** start of Reading text **

But a spokesperson said Slough Borough Council had ‘no intention to sell off the valuable open space that is well used by the local community’.

They added that planning laws and policy protect parks from development. Slough’s annual housebuilding targets also decreased slightly in a government review earlier this year – 800 new homes a year, down from 850.

Slough Borough Council revealed in May this year that funding for Langley Memorial Ground could run out in 10 years.

dGordon Moffatt was worried about the future of the Langley Memorial Ground(Image: Gordon Moffatt)

The park is run by the Langley War Memorial Field charitable trust. This is wholly owned by Slough Borough Council, but is responsible for managing its own finances.

Yet the trust’s most recent accounts show that while it has an income of £6,605 a year, it has an annual maintenance bill of £16,605. The council helps to plug the gap by paying for some of the park’s maintenance from its own environment budget.

** end of Reading text **
** start of Data excerpts **

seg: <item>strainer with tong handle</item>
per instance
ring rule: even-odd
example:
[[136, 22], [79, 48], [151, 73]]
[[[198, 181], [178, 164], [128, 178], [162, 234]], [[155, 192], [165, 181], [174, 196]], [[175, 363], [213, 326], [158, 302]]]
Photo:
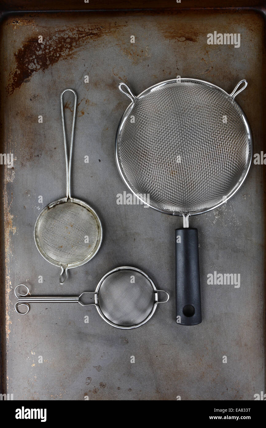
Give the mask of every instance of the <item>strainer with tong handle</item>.
[[[22, 287], [26, 288], [26, 293], [21, 293]], [[165, 300], [159, 300], [160, 292], [166, 294]], [[23, 284], [17, 285], [15, 293], [18, 299], [15, 304], [18, 314], [28, 313], [29, 303], [77, 303], [82, 306], [96, 306], [106, 322], [124, 330], [136, 328], [145, 324], [153, 315], [158, 304], [165, 303], [169, 298], [166, 291], [156, 289], [147, 275], [129, 266], [110, 270], [102, 277], [95, 291], [84, 291], [79, 296], [30, 296], [28, 287]], [[94, 295], [93, 303], [86, 302], [86, 294]], [[21, 312], [22, 306], [26, 312]]]
[[[75, 95], [69, 160], [63, 105], [63, 95], [70, 91]], [[34, 239], [41, 255], [61, 268], [60, 284], [67, 277], [67, 269], [90, 260], [98, 251], [102, 238], [102, 225], [97, 214], [88, 204], [72, 198], [70, 172], [77, 96], [66, 89], [61, 96], [61, 113], [67, 170], [67, 194], [47, 205], [41, 212], [34, 227]]]
[[252, 159], [251, 133], [235, 98], [196, 79], [166, 80], [134, 95], [117, 131], [118, 169], [131, 191], [161, 212], [183, 216], [175, 233], [176, 322], [202, 321], [198, 232], [190, 216], [231, 198], [246, 178]]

** end of Data excerpts **

--- Objectives ---
1. Render the lines of the listing from its first line through the line containing "306], [26, 312]]]", inclusive, as a Markdown table with columns Row and Line, omitting blank lines and leaving the pictures out.
2. Extend the passage on Langley Memorial Ground, picking up after its final sentence.
The passage on Langley Memorial Ground and the listing are unrelated material.

--- Outputs in order ---
1.
| Row | Line |
|---|---|
| 1 | seg: <item>strainer with tong handle</item> |
| 2 | per instance |
| 3 | ring rule: even-odd |
| 4 | example: |
| 5 | [[136, 22], [79, 48], [151, 73]] |
| 6 | [[[198, 181], [178, 164], [128, 178], [162, 234]], [[155, 192], [165, 181], [174, 196]], [[175, 363], [213, 326], [158, 302]]] |
| 7 | Photo: |
| 8 | Give the mask of every instance of the <item>strainer with tong handle</item>. |
| 9 | [[[22, 287], [26, 288], [26, 293], [21, 293]], [[165, 300], [159, 300], [160, 292], [166, 294]], [[23, 284], [17, 285], [15, 293], [18, 299], [15, 304], [18, 314], [28, 313], [29, 303], [77, 303], [82, 306], [96, 306], [106, 322], [124, 330], [136, 328], [145, 324], [153, 315], [158, 304], [165, 303], [169, 298], [166, 291], [156, 289], [147, 275], [129, 266], [110, 270], [102, 277], [95, 291], [84, 291], [79, 296], [30, 296], [28, 287]], [[94, 295], [93, 303], [86, 302], [86, 294]], [[21, 312], [22, 306], [26, 312]]] |

2.
But commissioners, appointed by the government to oversee the council after it effectively went bankrupt in 2021, have called for this subsidy to end. They say the council’s trusts, which also run Salt Hill Playing fields and Bayliss War Memorial Garden, must become self-sufficient.

The Langley War Memorial Field trust currently has a pot of reserve funding of just under £133,000. But analysis by the council says this would run out around ten years if it was used to help pay for maintenance.

Slough Borough Council is investigating ways to make the Langley and Bayliss trusts self-sufficient, such as by increasing income or asking volunteers to help maintain the parks.

Councillors on the parks’ trustee committee are set to be given an update at their next meeting on October 16.